ARTICLE:

The Ventures Agreement sets out the financial relationship of reciprocity between a venture and Standard. This is variable depending on the nature of the venture, location, access to capital, area of operation and other factors. This ensures financial contribution requirements are not overwhelming to ventures and serve to stifle innovation, but also enables Standard to generate revenue for the treasury where ventures are thriving. The venture relationship is a mutually agreed one, and may be ended at any point by either partner, however Standard will incentivize loyalty by offering benefits to long-term partner’s.

Incubating the Newest Standard Assets

Some Standard Assets will be tokenized assets that are native to and launched first) Standard’s technology and under the Standard brand. SDA is the first example. However we will actively explore potential for other Standard Assets to be launched via the tokenization of real world assets and impact focused projects.
Plenty of asset and impact verticals are ripe for adoption of the Standard model, and use of already existing protocols, but have bottlenecks preventing greater usage (whether that be monetary, skilled labor, vision, partnerships, or a mixture of these and more.)
Standard will lead the process of supporting internal or venture partner projects to launch new assets through this process by connecting them to a growing community of experts, governance and technology to do so.
Successful incubations of Standard Ventures and assets will support not only the incubated protocol, but also SDA holders since a percentage of every venture project incubated will be allocated to the Standard treasury.

Incentivizing Development to Bring Off-chain Standard Assets On-chain

A Standard Digital Asset is defined by the number and diversity of the Standard Assets backing it, however many Standard Assets (e.g., real estate) are still not available to be integrated into Standard’s treasury to provide value to SDA holders. Standard will change this by working to bring off-chain assets like real estate, actual stocks, other precious metals, etc. on-chain to be able to hold in the treasury and potentially even earn yield from.
Standard will bring on industry leaders either into the DAO or as partners to the DAO to help form and execute plans to accomplish these goals. Over time, we expect to see Standard being a backbone for all major industries dedicated to a culture of inclusion, community, and innovation as all incentives will align through Standard.

We Love Maxis

Maximalism for a certain protocol or technology has gotten a bad rap. It starts when someone goes deep down a rabbit hole researching a technology that connects all the dots and is THE necessary thing to bring forward the fourth industrial revolution. If you’ve gotten this far in the docs, then you probably know exactly what we mean. Standard was not created to compete with other projects in the blockchain space. On the contrary we too are ‘maxis’ for the best projects with the strongest fundamentals and the greatest network effect so we plan to use these assets as a reserve basis for our treasury.
That’s why we created SDA tokenomics in a way that enables us to bring together all of the strongest communities and figure out how to accelerate the adoption of the best projects in a decentralized ecosystem where all values and economic incentives align. Blockchain is nothing without community and we believe that Standard will have the strongest community in the space.

NFT Community Partnerships

Standard members will receive a membership NFT that denotes membership in the platform and has gamified utility within the Standard ecosystem. Not only will the NFT enable holders to vote in decisions on the future DAOgovernance and development, but it will open up potential yield opportunities and discounted services in the defi and business services spaces.

MATERIAL SHOWN:
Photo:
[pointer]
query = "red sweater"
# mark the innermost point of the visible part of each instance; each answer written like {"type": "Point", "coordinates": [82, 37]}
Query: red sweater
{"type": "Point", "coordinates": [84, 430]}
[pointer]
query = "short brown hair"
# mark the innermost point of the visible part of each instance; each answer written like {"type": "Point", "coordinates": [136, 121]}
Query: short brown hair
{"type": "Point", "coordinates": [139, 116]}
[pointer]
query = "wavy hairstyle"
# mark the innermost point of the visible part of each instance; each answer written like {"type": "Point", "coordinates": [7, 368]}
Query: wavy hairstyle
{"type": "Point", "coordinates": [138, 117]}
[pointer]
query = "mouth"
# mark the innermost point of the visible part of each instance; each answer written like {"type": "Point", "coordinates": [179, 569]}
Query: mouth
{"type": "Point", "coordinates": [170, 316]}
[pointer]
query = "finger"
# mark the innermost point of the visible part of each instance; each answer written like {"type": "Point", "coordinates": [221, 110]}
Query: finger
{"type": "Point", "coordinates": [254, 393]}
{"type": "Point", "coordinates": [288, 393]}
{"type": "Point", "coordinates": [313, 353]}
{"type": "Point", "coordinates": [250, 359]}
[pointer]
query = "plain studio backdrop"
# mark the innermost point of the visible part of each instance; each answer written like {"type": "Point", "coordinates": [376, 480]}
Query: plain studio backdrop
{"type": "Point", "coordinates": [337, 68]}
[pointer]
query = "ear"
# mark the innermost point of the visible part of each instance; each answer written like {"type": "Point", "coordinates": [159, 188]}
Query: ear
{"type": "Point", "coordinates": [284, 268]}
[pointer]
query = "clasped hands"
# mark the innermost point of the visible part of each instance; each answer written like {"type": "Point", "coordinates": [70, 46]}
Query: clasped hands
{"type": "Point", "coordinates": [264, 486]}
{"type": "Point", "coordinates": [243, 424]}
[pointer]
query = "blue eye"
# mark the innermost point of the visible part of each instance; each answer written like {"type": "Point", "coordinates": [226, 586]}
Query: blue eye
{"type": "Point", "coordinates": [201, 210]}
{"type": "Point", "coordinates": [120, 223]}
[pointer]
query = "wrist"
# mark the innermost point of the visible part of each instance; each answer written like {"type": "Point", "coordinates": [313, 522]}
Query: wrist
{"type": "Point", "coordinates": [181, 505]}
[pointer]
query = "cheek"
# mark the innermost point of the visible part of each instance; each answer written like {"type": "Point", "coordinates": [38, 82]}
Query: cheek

TASK LIST:
- A) List the section headings that appear in the text about Standard.
- B) Return every line of the records that contains the string "wavy".

RESPONSES TO THE EXERCISE:
- A)
Incubating the Newest Standard Assets
Incentivizing Development to Bring Off-chain Standard Assets On-chain
We Love Maxis
NFT Community Partnerships

- B)
query = "wavy hairstyle"
Query: wavy hairstyle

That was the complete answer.